DIRECTIONS:
From the line containing "Pin a point on every instance of the yellow" to the end of the data, retype every line exactly and nothing else. Drop the pictures.
::: MATERIAL FOR THE TASK
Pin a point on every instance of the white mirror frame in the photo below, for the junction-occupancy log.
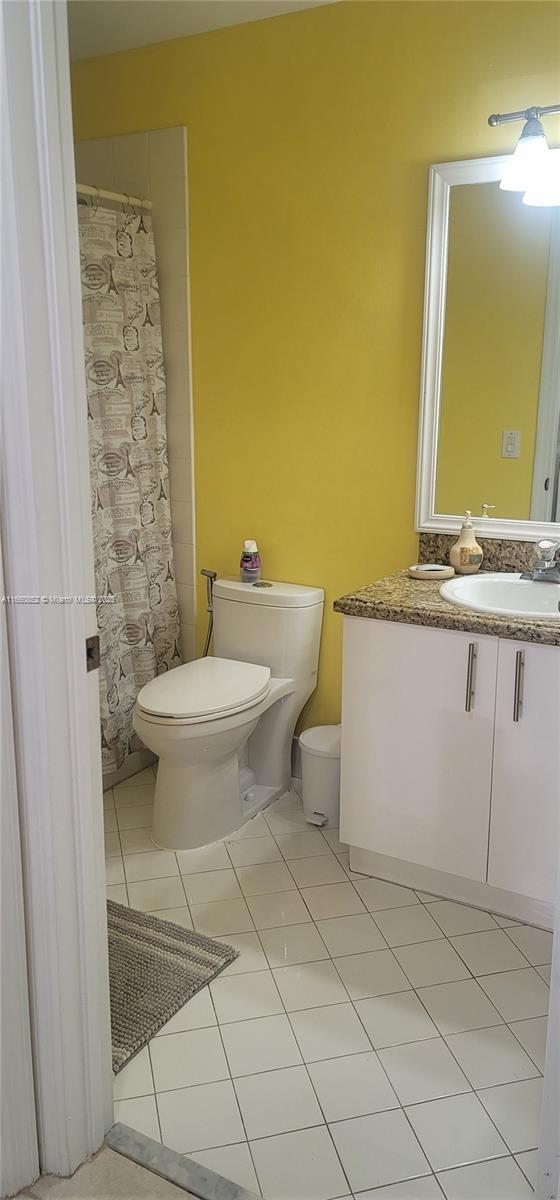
(443, 177)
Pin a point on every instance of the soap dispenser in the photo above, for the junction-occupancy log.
(465, 555)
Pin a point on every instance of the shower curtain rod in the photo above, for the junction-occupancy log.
(100, 193)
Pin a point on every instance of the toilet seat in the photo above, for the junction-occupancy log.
(206, 689)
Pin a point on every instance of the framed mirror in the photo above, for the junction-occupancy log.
(489, 419)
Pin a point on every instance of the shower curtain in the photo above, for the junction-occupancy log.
(137, 604)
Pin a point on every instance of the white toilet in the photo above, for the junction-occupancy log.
(222, 726)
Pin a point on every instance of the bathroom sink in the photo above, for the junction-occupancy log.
(505, 595)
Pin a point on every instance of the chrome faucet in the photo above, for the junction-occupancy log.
(546, 569)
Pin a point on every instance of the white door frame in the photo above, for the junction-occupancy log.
(48, 552)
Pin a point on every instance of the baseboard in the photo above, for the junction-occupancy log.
(194, 1180)
(453, 887)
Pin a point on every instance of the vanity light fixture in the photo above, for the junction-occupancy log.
(533, 168)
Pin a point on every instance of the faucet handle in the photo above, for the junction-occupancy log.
(547, 552)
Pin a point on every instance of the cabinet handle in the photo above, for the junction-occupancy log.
(470, 677)
(518, 687)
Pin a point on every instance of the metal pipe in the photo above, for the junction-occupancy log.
(524, 114)
(101, 193)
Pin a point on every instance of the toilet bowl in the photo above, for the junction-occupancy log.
(222, 726)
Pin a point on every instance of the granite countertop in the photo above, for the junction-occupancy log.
(409, 601)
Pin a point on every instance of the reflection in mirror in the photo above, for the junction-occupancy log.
(493, 395)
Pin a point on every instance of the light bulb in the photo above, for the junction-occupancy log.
(545, 189)
(530, 151)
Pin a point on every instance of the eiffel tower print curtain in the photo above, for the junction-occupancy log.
(137, 603)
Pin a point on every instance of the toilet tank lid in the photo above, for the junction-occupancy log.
(269, 592)
(203, 688)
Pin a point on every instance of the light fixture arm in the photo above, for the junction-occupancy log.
(525, 114)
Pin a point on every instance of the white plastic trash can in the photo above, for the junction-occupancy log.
(320, 769)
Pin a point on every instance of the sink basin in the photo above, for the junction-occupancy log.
(505, 595)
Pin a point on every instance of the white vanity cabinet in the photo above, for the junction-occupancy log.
(450, 755)
(525, 778)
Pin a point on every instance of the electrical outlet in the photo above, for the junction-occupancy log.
(510, 443)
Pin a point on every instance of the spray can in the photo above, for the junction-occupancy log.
(250, 564)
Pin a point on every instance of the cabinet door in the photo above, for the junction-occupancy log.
(524, 823)
(416, 748)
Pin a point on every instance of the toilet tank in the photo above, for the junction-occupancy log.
(277, 625)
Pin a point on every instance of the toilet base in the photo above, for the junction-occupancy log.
(185, 811)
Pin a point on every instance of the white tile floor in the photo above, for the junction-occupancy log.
(368, 1042)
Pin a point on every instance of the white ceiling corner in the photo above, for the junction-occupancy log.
(104, 27)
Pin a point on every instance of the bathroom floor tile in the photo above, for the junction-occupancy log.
(332, 837)
(245, 996)
(197, 1014)
(128, 797)
(139, 1114)
(528, 1162)
(423, 1071)
(320, 869)
(113, 844)
(180, 916)
(157, 864)
(457, 1007)
(491, 1056)
(109, 820)
(251, 954)
(535, 943)
(488, 953)
(137, 841)
(432, 963)
(278, 909)
(208, 887)
(377, 1150)
(425, 1188)
(277, 1102)
(138, 816)
(392, 1020)
(152, 894)
(146, 777)
(204, 858)
(405, 927)
(265, 877)
(251, 851)
(302, 845)
(134, 1079)
(455, 1131)
(290, 945)
(516, 1110)
(199, 1117)
(378, 894)
(260, 1045)
(458, 918)
(350, 935)
(114, 871)
(181, 1060)
(374, 973)
(299, 1164)
(517, 994)
(232, 1163)
(329, 1032)
(332, 900)
(499, 1179)
(254, 828)
(533, 1036)
(220, 918)
(353, 1086)
(309, 985)
(118, 892)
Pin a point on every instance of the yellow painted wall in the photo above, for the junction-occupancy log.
(494, 321)
(308, 143)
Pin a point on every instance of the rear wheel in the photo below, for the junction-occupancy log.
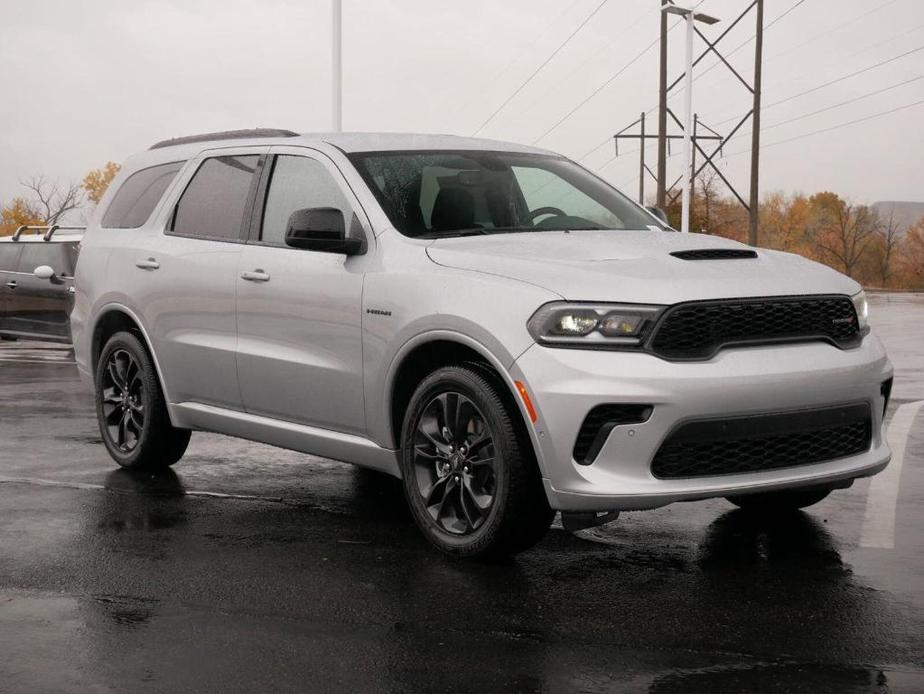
(131, 410)
(469, 475)
(779, 502)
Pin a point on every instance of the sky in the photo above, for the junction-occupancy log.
(83, 83)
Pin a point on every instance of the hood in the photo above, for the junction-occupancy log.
(637, 266)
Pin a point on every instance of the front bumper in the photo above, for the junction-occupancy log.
(565, 384)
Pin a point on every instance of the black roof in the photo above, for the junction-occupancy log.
(225, 135)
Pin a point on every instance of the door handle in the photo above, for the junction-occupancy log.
(149, 264)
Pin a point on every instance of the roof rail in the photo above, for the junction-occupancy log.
(48, 229)
(225, 135)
::::::
ANSWER TO THE TASK:
Pin a point on every instance of the yellow painted wall in the photo above, for the junction-occupancy log.
(494, 321)
(308, 143)
Pin a point on every instance of the rear wheel in the photo below, for the junction-occupancy log.
(131, 410)
(469, 475)
(779, 502)
Pin a point on every instance of the sky in the photo above, for the junction-occupancy log.
(83, 83)
Pin a point on every instance of the hood in the photo above, for the junction-occupancy log.
(637, 266)
Pin a point on every instance of the front bumper in the photo above, for the junction-occupancy log.
(565, 384)
Pin a point on every instance of the black roof in the photo above, for the junction-occupancy log.
(225, 135)
Pin a point on every instance of the door handle in the photo above, for the junction-occupancy log.
(149, 264)
Pin a point on every instance of the roof rail in the photo above, for the junction-occupancy log.
(48, 229)
(225, 135)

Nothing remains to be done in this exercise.